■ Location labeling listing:
* * * * *

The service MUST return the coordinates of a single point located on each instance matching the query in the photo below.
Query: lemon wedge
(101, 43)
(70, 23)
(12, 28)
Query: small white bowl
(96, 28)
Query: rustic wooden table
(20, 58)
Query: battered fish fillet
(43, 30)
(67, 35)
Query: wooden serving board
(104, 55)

* * * * *

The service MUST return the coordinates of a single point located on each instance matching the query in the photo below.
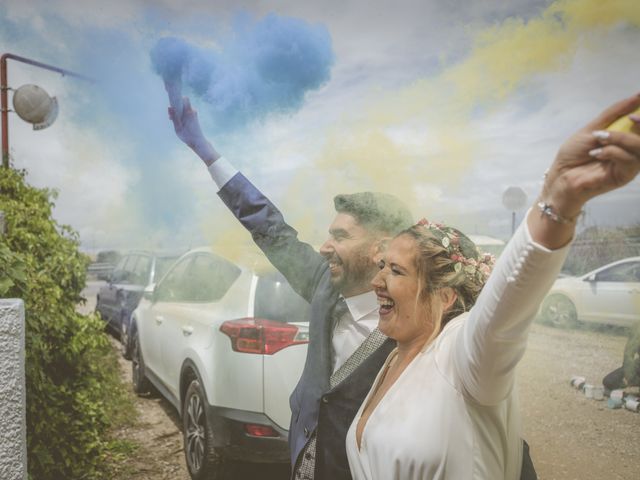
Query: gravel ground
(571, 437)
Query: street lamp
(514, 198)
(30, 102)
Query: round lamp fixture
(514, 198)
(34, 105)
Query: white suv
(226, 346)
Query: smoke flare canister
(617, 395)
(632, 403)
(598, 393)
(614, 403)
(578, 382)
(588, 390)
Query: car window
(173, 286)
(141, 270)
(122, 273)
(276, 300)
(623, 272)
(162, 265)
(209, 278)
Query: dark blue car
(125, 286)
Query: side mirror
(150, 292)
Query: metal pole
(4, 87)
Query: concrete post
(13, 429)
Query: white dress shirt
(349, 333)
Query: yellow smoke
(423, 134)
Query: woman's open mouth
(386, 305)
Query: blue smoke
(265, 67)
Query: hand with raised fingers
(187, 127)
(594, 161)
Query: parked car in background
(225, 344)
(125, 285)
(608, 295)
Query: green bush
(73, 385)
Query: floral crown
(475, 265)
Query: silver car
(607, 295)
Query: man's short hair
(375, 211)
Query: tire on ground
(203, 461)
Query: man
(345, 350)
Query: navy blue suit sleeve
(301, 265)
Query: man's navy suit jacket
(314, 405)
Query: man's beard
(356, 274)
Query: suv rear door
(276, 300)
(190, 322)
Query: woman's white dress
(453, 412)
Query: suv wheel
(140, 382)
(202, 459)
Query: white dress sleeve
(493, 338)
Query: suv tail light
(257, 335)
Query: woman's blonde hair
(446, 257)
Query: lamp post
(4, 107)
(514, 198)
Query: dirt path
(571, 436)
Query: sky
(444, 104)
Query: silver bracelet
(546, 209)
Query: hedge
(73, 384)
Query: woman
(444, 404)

* * * * *

■ WORK TO COMPLETE: Count the lines in the listing above that contain the string "suit", and reply with the number alone.

■ TASK OUTPUT: 2